- CONSIGNE
Reproduisez en entier le passage sur les milongas, mot pour mot.

Avec Oscar Fischer, devant le bandonéon en révision.

Tout cet épisode nous a pris du temps mais nous avons cependant écumé les milongas ( 18, souvent à raison de 2 par jours ): La Confiteria Idéal, Plaza Bohemia, Club de Tango de Boedo, Lo de Célia, El Arranque, Gricel, Le salon Canning, Région Leonese, El Beso, Viejo Coreo, La Glorieta, entre autres… Nous y avons pratiqué l’invitation à la mirada et au cabeceo dont j’ai déjà parlé : elle nous a séduits parce qu’elle donne à chaque danseur une liberté de choix qui puisse satisfaire son niveau de danse, ses préférences musicales, ses attirances humaines et même des critères comme la taille ou l’âge du partenaire ! Les milongas proposent aussi des ambiances très différentes, selon le cadre, les animateurs et les DJs. Certaines, comme El Arranque ou Viejo Coreo se distinguaient par un public plutôt âgé, dansant très milonguero. D’autres bénéficiaient d’un orchestre et nous avons apprécié d’évoluer sur une musique in vivo, plus porteuse que la musique enregistrée. Deux formations ont retenu notre oreille : La Tipica Milonguero et Color Tango, deux tipicas que nous aurons l’occasion de retrouver les années suivantes. C’est aussi cette année là que j’ai commencé à noter mes observations sur le cadre et les danseurs des bals : un vendeur, sous la table, de chaussettes Balmain contrefaites, une gardienne de toilettes vendant des accessoires multiples, de l’éventail aux bonbons mentholés en passant par…les préservatifs, un danseur handicapé mais qui se lève miraculeusement pour aller sur la piste en disant que la tango est une thérapie ! Enfin c’est à la Milonga Porteno y Bailerin que nous avons assisté à la démonstration de Coca et Osvaldo, couple dont j’ai maintes fois parlé, que nous avons pris comme modèle et que nous aurons l’occasion de croiser souvent dans les années suivantes. Le portrait de Coca figure dans mon dernier recueil de Nouvelles consacré aux femmes dans le tango «  Ballade pour mon tango ». Et en prime, nous avons quand même trouvé le temps de courir les fabricants de chaussures et de vêtements appropriés, persuadés que nous danserions mieux avec ces équipements dédiés !

- EXTRAITS DE DONNÉES
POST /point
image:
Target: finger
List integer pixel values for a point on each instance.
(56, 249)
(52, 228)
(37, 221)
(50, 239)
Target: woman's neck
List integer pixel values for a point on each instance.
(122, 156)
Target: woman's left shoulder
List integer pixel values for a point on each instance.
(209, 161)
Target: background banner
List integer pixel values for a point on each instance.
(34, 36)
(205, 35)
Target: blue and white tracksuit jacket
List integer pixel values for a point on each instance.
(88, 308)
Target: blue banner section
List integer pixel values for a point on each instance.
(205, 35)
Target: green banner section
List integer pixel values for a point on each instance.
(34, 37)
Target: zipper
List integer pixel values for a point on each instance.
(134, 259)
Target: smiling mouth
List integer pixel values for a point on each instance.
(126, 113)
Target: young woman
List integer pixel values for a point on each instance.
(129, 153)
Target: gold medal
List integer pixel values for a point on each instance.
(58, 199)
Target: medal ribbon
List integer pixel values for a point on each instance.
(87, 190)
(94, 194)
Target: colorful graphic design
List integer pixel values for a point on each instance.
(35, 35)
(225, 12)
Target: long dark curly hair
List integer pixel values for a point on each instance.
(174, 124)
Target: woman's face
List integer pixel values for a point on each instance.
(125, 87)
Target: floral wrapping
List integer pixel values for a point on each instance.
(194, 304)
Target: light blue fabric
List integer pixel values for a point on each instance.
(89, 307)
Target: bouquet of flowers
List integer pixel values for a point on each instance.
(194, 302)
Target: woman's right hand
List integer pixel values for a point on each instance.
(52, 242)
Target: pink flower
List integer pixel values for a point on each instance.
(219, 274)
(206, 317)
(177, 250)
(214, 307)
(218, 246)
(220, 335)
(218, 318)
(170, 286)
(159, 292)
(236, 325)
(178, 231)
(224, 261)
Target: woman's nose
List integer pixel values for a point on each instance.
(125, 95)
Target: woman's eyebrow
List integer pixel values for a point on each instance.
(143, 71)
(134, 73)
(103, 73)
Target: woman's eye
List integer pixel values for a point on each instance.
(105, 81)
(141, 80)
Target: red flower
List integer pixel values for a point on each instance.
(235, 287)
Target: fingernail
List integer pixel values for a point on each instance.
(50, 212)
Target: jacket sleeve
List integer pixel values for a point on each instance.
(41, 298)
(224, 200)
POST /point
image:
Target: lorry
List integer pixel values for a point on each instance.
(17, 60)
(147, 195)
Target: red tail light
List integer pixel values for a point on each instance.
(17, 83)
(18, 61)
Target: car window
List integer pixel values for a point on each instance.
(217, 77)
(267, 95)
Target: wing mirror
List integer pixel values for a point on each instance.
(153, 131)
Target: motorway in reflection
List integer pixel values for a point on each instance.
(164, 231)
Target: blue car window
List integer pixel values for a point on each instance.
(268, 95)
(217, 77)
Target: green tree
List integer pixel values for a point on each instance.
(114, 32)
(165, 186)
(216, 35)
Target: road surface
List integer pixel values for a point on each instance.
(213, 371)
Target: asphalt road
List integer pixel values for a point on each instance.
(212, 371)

---

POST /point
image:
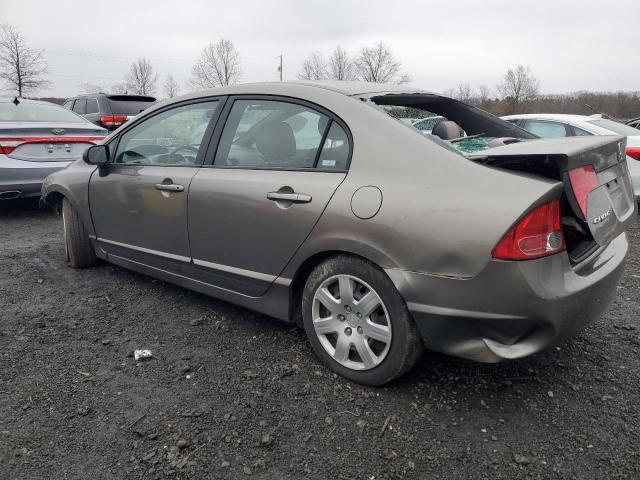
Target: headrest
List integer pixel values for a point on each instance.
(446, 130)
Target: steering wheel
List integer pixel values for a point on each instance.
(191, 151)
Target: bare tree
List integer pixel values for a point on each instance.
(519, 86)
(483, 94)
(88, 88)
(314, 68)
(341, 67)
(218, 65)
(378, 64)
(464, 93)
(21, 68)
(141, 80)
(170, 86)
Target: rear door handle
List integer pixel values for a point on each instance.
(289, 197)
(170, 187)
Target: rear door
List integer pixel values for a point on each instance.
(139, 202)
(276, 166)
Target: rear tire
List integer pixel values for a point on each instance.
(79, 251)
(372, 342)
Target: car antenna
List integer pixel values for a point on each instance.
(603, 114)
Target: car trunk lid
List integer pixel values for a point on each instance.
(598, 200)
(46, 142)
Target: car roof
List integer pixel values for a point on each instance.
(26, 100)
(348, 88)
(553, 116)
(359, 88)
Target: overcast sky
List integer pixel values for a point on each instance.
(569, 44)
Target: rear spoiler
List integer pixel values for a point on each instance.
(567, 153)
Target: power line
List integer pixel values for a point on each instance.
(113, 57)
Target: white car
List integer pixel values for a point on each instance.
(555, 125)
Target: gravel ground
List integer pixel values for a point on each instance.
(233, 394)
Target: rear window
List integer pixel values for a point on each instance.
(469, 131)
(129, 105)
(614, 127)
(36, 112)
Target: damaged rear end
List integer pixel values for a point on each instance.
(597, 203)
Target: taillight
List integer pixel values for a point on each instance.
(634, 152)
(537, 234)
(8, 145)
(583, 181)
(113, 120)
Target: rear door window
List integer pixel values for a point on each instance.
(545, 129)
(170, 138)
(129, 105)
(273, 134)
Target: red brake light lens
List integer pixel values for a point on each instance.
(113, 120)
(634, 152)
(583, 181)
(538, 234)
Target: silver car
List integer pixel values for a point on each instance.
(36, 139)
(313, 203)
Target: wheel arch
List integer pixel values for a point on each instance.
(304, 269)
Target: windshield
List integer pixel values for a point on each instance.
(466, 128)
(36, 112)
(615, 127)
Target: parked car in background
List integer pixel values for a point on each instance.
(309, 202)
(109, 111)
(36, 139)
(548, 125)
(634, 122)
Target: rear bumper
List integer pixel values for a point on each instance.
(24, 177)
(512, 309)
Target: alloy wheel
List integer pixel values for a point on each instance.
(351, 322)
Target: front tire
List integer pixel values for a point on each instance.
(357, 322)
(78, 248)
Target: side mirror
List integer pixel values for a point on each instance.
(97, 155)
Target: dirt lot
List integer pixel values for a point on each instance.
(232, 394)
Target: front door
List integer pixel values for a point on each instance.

...

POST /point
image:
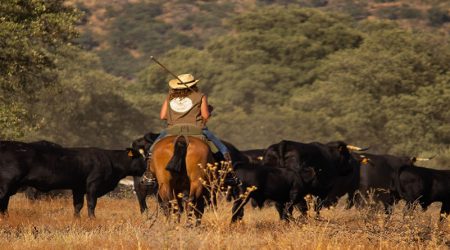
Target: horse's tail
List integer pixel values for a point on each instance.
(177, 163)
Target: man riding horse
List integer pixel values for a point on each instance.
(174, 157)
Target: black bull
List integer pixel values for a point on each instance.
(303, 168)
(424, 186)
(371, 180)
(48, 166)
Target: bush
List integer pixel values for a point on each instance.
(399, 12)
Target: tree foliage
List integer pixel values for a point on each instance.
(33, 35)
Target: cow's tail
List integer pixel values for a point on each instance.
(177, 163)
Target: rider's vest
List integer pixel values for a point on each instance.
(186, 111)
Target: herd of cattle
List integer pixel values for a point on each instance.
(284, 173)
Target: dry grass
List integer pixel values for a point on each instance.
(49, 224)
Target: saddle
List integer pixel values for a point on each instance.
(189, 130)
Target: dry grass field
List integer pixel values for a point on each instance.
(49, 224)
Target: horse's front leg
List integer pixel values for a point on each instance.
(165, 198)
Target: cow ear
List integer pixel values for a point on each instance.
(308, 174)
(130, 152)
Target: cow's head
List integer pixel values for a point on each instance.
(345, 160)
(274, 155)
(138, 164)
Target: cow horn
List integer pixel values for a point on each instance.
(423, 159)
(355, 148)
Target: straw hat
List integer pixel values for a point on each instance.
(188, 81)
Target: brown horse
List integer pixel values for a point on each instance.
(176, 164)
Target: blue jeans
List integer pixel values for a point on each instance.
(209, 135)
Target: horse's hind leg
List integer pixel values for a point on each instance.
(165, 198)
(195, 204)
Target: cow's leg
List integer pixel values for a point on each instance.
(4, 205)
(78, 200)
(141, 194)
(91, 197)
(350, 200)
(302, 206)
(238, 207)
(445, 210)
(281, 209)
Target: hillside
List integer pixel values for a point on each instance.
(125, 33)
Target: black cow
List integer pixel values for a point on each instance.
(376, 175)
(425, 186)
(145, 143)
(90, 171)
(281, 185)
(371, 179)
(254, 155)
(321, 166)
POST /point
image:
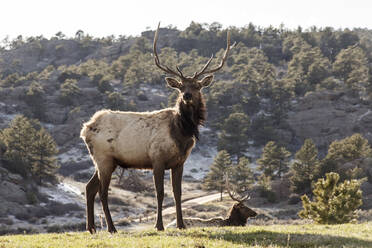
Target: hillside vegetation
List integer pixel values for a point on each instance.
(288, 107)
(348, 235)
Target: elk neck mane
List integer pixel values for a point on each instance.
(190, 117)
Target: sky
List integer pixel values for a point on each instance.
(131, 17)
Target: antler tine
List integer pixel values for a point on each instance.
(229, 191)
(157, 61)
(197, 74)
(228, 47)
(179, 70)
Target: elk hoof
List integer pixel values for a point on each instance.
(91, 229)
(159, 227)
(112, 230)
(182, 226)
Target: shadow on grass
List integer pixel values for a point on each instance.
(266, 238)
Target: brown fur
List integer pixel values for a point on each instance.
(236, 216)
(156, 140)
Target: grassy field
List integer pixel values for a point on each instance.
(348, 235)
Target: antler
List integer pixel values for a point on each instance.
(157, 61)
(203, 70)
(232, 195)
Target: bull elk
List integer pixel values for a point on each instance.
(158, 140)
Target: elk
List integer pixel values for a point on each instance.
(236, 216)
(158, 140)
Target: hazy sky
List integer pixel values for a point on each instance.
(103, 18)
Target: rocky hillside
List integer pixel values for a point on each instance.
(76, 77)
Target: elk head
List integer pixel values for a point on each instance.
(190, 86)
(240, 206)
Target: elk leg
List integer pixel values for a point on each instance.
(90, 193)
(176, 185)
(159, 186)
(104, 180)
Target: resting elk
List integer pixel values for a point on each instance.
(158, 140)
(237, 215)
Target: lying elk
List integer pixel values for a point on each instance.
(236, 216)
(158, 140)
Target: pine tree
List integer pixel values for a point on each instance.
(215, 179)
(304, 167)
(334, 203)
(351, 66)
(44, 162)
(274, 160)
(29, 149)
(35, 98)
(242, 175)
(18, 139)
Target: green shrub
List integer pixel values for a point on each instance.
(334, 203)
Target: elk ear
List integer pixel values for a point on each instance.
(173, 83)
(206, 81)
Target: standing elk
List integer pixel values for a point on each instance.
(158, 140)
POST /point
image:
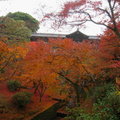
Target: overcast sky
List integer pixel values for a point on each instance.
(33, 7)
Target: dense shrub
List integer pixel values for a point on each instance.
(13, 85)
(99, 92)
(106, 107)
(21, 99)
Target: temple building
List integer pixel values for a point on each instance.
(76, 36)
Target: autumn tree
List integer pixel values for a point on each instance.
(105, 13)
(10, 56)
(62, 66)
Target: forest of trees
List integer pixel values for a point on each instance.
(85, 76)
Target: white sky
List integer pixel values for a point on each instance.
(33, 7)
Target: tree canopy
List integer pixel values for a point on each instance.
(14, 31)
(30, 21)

- RÉPONSE
Avec Oscar Fischer, devant le bandonéon en révision.

Tout cet épisode nous a pris du temps mais nous avons cependant écumé les milongas ( 18, souvent à raison de 2 par jours ): La Confiteria Idéal, Plaza Bohemia, Club de Tango de Boedo, Lo de Célia, El Arranque, Gricel, Le salon Canning, Région Leonese, El Beso, Viejo Coreo, La Glorieta, entre autres… Nous y avons pratiqué l’invitation à la mirada et au cabeceo dont j’ai déjà parlé : elle nous a séduits parce qu’elle donne à chaque danseur une liberté de choix qui puisse satisfaire son niveau de danse, ses préférences musicales, ses attirances humaines et même des critères comme la taille ou l’âge du partenaire ! Les milongas proposent aussi des ambiances très différentes, selon le cadre, les animateurs et les DJs. Certaines, comme El Arranque ou Viejo Coreo se distinguaient par un public plutôt âgé, dansant très milonguero. D’autres bénéficiaient d’un orchestre et nous avons apprécié d’évoluer sur une musique in vivo, plus porteuse que la musique enregistrée. Deux formations ont retenu notre oreille : La Tipica Milonguero et Color Tango, deux tipicas que nous aurons l’occasion de retrouver les années suivantes. C’est aussi cette année là que j’ai commencé à noter mes observations sur le cadre et les danseurs des bals : un vendeur, sous la table, de chaussettes Balmain contrefaites, une gardienne de toilettes vendant des accessoires multiples, de l’éventail aux bonbons mentholés en passant par…les préservatifs, un danseur handicapé mais qui se lève miraculeusement pour aller sur la piste en disant que la tango est une thérapie ! Enfin c’est à la Milonga Porteno y Bailerin que nous avons assisté à la démonstration de Coca et Osvaldo, couple dont j’ai maintes fois parlé, que nous avons pris comme modèle et que nous aurons l’occasion de croiser souvent dans les années suivantes. Le portrait de Coca figure dans mon dernier recueil de Nouvelles consacré aux femmes dans le tango «  Ballade pour mon tango ». Et en prime, nous avons quand même trouvé le temps de courir les fabricants de chaussures et de vêtements appropriés, persuadés que nous danserions mieux avec ces équipements dédiés !